YOUR GOAL:
Lay out every line of the material below as a numbered list, leaving out any blank lines.

++++ SUPPLIED RECORDS ++++

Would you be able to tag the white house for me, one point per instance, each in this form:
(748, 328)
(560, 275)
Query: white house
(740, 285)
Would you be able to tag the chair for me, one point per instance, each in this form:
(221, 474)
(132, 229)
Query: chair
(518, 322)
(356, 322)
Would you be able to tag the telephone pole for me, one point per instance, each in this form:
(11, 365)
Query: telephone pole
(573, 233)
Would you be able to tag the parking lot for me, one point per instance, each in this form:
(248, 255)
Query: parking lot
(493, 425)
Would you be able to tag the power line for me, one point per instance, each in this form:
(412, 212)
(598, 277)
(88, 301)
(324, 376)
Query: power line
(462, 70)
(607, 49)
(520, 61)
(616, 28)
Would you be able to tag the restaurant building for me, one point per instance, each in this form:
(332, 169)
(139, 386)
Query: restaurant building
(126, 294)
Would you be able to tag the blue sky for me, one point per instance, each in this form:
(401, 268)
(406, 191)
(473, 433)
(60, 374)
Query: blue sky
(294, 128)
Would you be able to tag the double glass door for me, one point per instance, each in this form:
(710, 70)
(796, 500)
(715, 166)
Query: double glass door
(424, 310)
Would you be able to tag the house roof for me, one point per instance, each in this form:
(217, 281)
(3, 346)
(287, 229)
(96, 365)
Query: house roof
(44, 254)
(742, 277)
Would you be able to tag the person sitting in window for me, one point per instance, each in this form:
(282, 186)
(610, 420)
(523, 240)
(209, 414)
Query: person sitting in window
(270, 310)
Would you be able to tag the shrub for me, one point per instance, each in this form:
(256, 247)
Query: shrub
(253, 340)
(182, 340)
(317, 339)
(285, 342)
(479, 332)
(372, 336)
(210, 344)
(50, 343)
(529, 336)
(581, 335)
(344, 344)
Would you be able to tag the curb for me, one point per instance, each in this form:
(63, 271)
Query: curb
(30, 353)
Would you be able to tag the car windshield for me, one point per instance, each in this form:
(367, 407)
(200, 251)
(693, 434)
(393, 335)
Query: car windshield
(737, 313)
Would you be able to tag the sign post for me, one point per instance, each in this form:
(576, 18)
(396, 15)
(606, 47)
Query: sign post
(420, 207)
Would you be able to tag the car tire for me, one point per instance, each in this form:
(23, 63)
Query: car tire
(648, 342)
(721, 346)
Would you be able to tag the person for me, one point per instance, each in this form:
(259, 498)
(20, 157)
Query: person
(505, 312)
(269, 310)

++++

CORRECT RESPONSE:
1. Would you be able to tag the white house for me, one point per instance, each in this form:
2. (748, 328)
3. (560, 275)
4. Query: white house
5. (740, 285)
6. Would you be able to tag the chair for me, one point per instance, each in this form:
7. (221, 474)
8. (132, 229)
9. Query: chair
10. (518, 322)
11. (356, 322)
12. Would you be able to tag the telephone pole for me, one point per instance, each in this form:
13. (11, 365)
14. Query: telephone pole
15. (573, 233)
16. Would you be able to tag the parking lot for me, one point per instance, each in this form:
17. (248, 255)
18. Query: parking lot
19. (493, 425)
20. Would you be able to tag the power line for me, one point per instance, each in this form:
21. (412, 212)
22. (598, 277)
23. (88, 301)
24. (324, 376)
25. Query: power line
26. (462, 70)
27. (607, 49)
28. (520, 61)
29. (616, 28)
30. Would you be able to tag the restaurant building for me, one point per instance, each in this form:
31. (332, 169)
32. (139, 386)
33. Query: restaurant building
34. (126, 294)
35. Would you be able to tag the blue sky for me, one point per instance, each in this form:
36. (401, 268)
37. (406, 191)
38. (473, 433)
39. (60, 374)
40. Query: blue sky
41. (294, 128)
42. Would you be able to tag the double glass door for me, one point per instance, each in this form:
43. (710, 70)
44. (796, 500)
45. (715, 166)
46. Query: double glass door
47. (424, 310)
48. Would you be able to tag the house roof for me, one point per instance, each in this form:
49. (217, 281)
50. (3, 346)
51. (287, 229)
52. (96, 365)
53. Query: house roof
54. (44, 254)
55. (742, 277)
56. Would you be able to tag the person sitting in window for me, one point per instance, each in this form:
57. (282, 186)
58. (610, 420)
59. (523, 240)
60. (209, 414)
61. Query: person sitting in window
62. (270, 310)
63. Would you be able to tag the shrub for me, one point per instance, each in this form:
64. (256, 247)
65. Query: shrub
66. (253, 340)
67. (182, 340)
68. (317, 339)
69. (285, 342)
70. (479, 332)
71. (372, 336)
72. (210, 344)
73. (50, 343)
74. (529, 336)
75. (581, 335)
76. (344, 344)
77. Would you be able to tag the curb for me, one point per instance, each in this form:
78. (63, 271)
79. Query: curb
80. (30, 353)
81. Would you be able to tag the car windshield for me, one point per instance, each in this form:
82. (367, 407)
83. (200, 251)
84. (693, 434)
85. (393, 335)
86. Query: car windshield
87. (737, 313)
88. Would you be able to tag the sign post for me, one point per instance, each in this form:
89. (576, 18)
90. (396, 15)
91. (606, 47)
92. Query: sign post
93. (420, 207)
94. Would you be able to tag the car tire for me, one point per instance, each in this form:
95. (23, 63)
96. Query: car tire
97. (648, 342)
98. (721, 346)
99. Would you be able to tag the person for me, one point per instance, each in this form:
100. (259, 498)
101. (20, 157)
102. Query: person
103. (505, 312)
104. (269, 310)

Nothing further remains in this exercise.